Ontario MPP
- In office 1987–1990
- Preceded by: New riding
- Succeeded by: Pat Hayes
- Constituency: Essex-Kent
- In office 1977–1987
- Preceded by: Jack Spence
- Succeeded by: Riding abolished
- Constituency: Kent—Elgin

Personal details
- Born: November 9, 1923 Cedar Springs, Chatham-Kent, Ontario
- Died: March 5, 1998 (aged 74) Chatham, Ontario
- Party: Liberal
- Spouse: Mona
- Children: 4
- Occupation: Farmer

= Jim McGuigan =

Canadian politician

James Fitzgerald McGuigan (November 9, 1923 – March 5, 1998) was a politician in Ontario, Canada. He was a Liberal member of the Legislative Assembly of Ontario from 1977 to 1990.

==Background==
McGuigan was educated at Ontario Agricultural College, and worked as a farmer. He served as the president of several farming organizations, including the Kent County Vegetable Growers Association, the Kent County Federation of Agriculture and the Ontario Fruit and Vegetable Growers' Association. He also served as chair of the Raleigh-Harwich Public School Board, and was an executive member of the Ontario Federation of Agriculture from 1973 to 1977. McGuigan was known as an agricultural innovator. He pioneered the use of plastic greenhouses for tobacco production. He also experimented with the production, pre-cooling and shipment of strawberries to markets in Ontario and Quebec. Together with his wife Mona, they raised four children on their farm in Cedar Springs, Chatham-Kent, Ontario.

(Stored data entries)
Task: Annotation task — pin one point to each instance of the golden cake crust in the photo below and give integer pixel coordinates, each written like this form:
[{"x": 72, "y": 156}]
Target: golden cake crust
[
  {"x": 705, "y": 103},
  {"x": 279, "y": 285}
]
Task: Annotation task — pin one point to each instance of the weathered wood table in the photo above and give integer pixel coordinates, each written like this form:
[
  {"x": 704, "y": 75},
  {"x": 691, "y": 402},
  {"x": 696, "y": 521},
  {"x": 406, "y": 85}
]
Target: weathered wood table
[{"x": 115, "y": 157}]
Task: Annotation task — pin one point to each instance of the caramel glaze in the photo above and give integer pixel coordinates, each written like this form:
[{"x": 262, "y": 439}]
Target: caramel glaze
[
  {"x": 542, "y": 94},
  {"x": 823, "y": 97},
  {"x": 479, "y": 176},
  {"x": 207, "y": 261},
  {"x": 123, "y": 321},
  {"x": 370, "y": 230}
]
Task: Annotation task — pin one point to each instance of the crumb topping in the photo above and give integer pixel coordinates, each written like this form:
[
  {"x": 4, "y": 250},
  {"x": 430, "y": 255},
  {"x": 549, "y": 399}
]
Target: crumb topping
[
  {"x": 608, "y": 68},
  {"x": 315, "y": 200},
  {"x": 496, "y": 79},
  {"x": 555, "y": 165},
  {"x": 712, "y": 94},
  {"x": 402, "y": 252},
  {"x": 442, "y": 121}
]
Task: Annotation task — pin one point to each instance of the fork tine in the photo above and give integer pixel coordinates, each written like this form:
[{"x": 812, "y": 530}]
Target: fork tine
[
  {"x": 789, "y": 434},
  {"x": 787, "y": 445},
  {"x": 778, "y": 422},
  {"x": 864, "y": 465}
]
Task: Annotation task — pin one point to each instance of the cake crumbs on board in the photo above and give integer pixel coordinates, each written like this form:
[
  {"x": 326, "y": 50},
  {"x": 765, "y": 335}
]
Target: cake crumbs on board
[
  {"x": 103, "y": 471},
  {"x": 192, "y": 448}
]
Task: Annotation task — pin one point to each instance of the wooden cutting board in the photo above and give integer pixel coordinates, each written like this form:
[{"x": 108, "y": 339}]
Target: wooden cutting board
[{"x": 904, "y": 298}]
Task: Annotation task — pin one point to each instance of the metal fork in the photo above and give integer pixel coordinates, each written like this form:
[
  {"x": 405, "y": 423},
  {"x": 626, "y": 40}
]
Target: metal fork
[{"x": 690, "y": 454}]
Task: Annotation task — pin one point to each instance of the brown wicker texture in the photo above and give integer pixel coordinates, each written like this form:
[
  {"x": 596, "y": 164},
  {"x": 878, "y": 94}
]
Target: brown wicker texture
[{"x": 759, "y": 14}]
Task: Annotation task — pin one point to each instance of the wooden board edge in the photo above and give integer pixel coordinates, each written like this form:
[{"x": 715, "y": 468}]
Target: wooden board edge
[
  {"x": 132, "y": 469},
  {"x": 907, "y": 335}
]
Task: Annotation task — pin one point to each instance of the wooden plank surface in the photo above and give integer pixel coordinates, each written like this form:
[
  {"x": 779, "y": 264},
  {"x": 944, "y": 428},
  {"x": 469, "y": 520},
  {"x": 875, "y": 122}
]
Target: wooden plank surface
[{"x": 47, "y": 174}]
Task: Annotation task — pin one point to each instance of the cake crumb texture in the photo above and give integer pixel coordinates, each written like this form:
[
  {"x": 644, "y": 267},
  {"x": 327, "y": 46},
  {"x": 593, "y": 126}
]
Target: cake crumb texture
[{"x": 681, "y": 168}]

» TRY IT
Repeat the article on Jim McGuigan in full, word for word. The material is not needed for this.

» TASK SOLUTION
Ontario MPP
- In office 1987–1990
- Preceded by: New riding
- Succeeded by: Pat Hayes
- Constituency: Essex-Kent
- In office 1977–1987
- Preceded by: Jack Spence
- Succeeded by: Riding abolished
- Constituency: Kent—Elgin

Personal details
- Born: November 9, 1923 Cedar Springs, Chatham-Kent, Ontario
- Died: March 5, 1998 (aged 74) Chatham, Ontario
- Party: Liberal
- Spouse: Mona
- Children: 4
- Occupation: Farmer

= Jim McGuigan =

Canadian politician

James Fitzgerald McGuigan (November 9, 1923 – March 5, 1998) was a politician in Ontario, Canada. He was a Liberal member of the Legislative Assembly of Ontario from 1977 to 1990.

==Background==
McGuigan was educated at Ontario Agricultural College, and worked as a farmer. He served as the president of several farming organizations, including the Kent County Vegetable Growers Association, the Kent County Federation of Agriculture and the Ontario Fruit and Vegetable Growers' Association. He also served as chair of the Raleigh-Harwich Public School Board, and was an executive member of the Ontario Federation of Agriculture from 1973 to 1977. McGuigan was known as an agricultural innovator. He pioneered the use of plastic greenhouses for tobacco production. He also experimented with the production, pre-cooling and shipment of strawberries to markets in Ontario and Quebec. Together with his wife Mona, they raised four children on their farm in Cedar Springs, Chatham-Kent, Ontario.